**TASK TO COMPLETE:** Transcribe the records that follow, preserving every word.

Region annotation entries
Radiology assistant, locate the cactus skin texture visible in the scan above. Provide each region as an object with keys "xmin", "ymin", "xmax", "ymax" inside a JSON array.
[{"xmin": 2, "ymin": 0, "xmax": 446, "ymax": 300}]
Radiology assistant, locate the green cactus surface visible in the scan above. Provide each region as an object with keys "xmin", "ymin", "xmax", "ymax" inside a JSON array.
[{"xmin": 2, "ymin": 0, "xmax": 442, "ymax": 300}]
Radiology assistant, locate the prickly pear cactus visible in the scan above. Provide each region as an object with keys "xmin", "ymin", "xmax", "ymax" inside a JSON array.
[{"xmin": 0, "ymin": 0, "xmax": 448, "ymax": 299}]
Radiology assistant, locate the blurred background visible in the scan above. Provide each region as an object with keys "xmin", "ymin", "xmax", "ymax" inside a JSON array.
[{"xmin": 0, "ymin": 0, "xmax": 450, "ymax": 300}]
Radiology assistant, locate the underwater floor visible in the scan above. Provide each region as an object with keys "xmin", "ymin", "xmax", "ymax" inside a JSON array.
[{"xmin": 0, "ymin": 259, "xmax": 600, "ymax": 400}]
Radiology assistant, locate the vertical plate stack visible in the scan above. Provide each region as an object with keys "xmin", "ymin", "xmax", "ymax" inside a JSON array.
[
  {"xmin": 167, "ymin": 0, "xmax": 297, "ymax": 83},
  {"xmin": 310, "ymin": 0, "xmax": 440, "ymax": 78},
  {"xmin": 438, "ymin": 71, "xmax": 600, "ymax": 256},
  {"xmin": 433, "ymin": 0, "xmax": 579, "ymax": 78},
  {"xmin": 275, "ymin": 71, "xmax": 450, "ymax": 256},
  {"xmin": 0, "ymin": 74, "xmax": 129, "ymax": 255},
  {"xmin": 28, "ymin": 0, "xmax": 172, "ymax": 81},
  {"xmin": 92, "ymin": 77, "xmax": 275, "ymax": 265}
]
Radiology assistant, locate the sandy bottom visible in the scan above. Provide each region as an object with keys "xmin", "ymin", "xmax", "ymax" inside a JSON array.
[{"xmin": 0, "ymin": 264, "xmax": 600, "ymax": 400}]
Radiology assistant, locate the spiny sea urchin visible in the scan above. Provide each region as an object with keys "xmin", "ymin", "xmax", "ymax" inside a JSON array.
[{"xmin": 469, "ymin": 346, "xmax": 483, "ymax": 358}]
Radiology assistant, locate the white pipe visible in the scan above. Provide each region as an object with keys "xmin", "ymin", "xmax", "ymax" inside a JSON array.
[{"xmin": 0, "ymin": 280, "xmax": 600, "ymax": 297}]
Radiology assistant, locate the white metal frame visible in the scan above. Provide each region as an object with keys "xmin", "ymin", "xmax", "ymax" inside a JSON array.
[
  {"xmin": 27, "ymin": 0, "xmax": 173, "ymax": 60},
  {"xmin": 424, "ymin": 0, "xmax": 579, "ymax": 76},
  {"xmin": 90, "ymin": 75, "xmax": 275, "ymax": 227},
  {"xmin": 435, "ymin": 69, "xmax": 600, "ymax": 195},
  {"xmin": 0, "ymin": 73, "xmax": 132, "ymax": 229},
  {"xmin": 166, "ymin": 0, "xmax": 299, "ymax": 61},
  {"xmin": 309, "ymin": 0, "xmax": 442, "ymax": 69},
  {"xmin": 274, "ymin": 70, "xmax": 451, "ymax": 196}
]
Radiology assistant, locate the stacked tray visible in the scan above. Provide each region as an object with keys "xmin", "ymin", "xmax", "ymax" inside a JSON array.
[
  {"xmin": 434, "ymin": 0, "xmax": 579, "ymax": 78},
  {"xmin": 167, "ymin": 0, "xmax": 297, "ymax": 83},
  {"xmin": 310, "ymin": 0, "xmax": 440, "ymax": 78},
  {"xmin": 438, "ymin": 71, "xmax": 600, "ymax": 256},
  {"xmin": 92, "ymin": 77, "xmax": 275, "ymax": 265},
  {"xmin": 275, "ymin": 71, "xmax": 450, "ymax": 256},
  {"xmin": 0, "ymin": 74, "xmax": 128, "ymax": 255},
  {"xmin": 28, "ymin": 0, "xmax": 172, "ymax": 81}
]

**ANSWER TO THE PROBLEM:**
Radiology assistant, locate the cactus skin texture visible in the scan above. Provide each region as an object with keys "xmin", "ymin", "xmax", "ymax" inside a JSON array.
[{"xmin": 2, "ymin": 0, "xmax": 446, "ymax": 300}]
Radiology assistant, locate the green cactus surface visible in the scan above. Provide each region as an object with keys "xmin", "ymin", "xmax", "ymax" inside a JSON array.
[{"xmin": 2, "ymin": 0, "xmax": 442, "ymax": 300}]
Radiology assistant, locate the prickly pear cactus visible in the scan above. Provide each region as an object with keys "xmin", "ymin", "xmax", "ymax" inside a JSON array.
[{"xmin": 0, "ymin": 0, "xmax": 448, "ymax": 299}]
Radiology assistant, locate the blurred background visible in the scan above. Provide each region as an object with keys "xmin", "ymin", "xmax", "ymax" inside a JSON array.
[{"xmin": 0, "ymin": 0, "xmax": 450, "ymax": 300}]
Radiology assistant, locate the underwater floor visible in the scan above. Provide each region as an object with keys "xmin", "ymin", "xmax", "ymax" inside a JSON array.
[{"xmin": 0, "ymin": 259, "xmax": 600, "ymax": 400}]
Radiology assistant, locate the vertical plate stack visible in the scan above. Provide each region as an object with keys "xmin", "ymin", "xmax", "ymax" inside a JSON array.
[
  {"xmin": 167, "ymin": 0, "xmax": 297, "ymax": 83},
  {"xmin": 310, "ymin": 0, "xmax": 440, "ymax": 78},
  {"xmin": 438, "ymin": 71, "xmax": 600, "ymax": 256},
  {"xmin": 433, "ymin": 0, "xmax": 579, "ymax": 78},
  {"xmin": 275, "ymin": 71, "xmax": 450, "ymax": 256},
  {"xmin": 0, "ymin": 74, "xmax": 129, "ymax": 255},
  {"xmin": 28, "ymin": 0, "xmax": 172, "ymax": 81},
  {"xmin": 92, "ymin": 77, "xmax": 275, "ymax": 265}
]
Radiology assistant, locate the sandy bottom visible in the scan above. Provide each region as an object with keys "xmin", "ymin", "xmax", "ymax" inside a JSON array.
[{"xmin": 0, "ymin": 264, "xmax": 600, "ymax": 400}]
Radiology assistant, locate the spiny sea urchin visible in the scan above. Provide each region as an object with keys "xmin", "ymin", "xmax", "ymax" inside a JSON array.
[{"xmin": 469, "ymin": 346, "xmax": 483, "ymax": 358}]
Radiology assistant, locate the white pipe visible in the scan above. Provide each region as an object with keys "xmin", "ymin", "xmax", "ymax" inside a JSON array.
[{"xmin": 0, "ymin": 280, "xmax": 600, "ymax": 297}]
Radiology assistant, locate the white metal frame visible in the scan above. Provide each region as an object with keys "xmin", "ymin", "xmax", "ymax" inside a JSON array.
[
  {"xmin": 27, "ymin": 0, "xmax": 173, "ymax": 60},
  {"xmin": 424, "ymin": 0, "xmax": 579, "ymax": 76},
  {"xmin": 90, "ymin": 75, "xmax": 275, "ymax": 227},
  {"xmin": 435, "ymin": 69, "xmax": 600, "ymax": 195},
  {"xmin": 0, "ymin": 73, "xmax": 132, "ymax": 229},
  {"xmin": 166, "ymin": 0, "xmax": 299, "ymax": 61},
  {"xmin": 309, "ymin": 0, "xmax": 442, "ymax": 69},
  {"xmin": 274, "ymin": 70, "xmax": 451, "ymax": 196}
]
Radiology assistant, locate the stacked tray visible in the scan above. Provide each region as an object with keys "xmin", "ymin", "xmax", "ymax" inside a JSON array.
[
  {"xmin": 434, "ymin": 0, "xmax": 579, "ymax": 78},
  {"xmin": 167, "ymin": 0, "xmax": 297, "ymax": 83},
  {"xmin": 310, "ymin": 0, "xmax": 440, "ymax": 78},
  {"xmin": 438, "ymin": 71, "xmax": 600, "ymax": 256},
  {"xmin": 92, "ymin": 77, "xmax": 275, "ymax": 265},
  {"xmin": 275, "ymin": 71, "xmax": 450, "ymax": 256},
  {"xmin": 0, "ymin": 74, "xmax": 128, "ymax": 255},
  {"xmin": 28, "ymin": 0, "xmax": 172, "ymax": 81}
]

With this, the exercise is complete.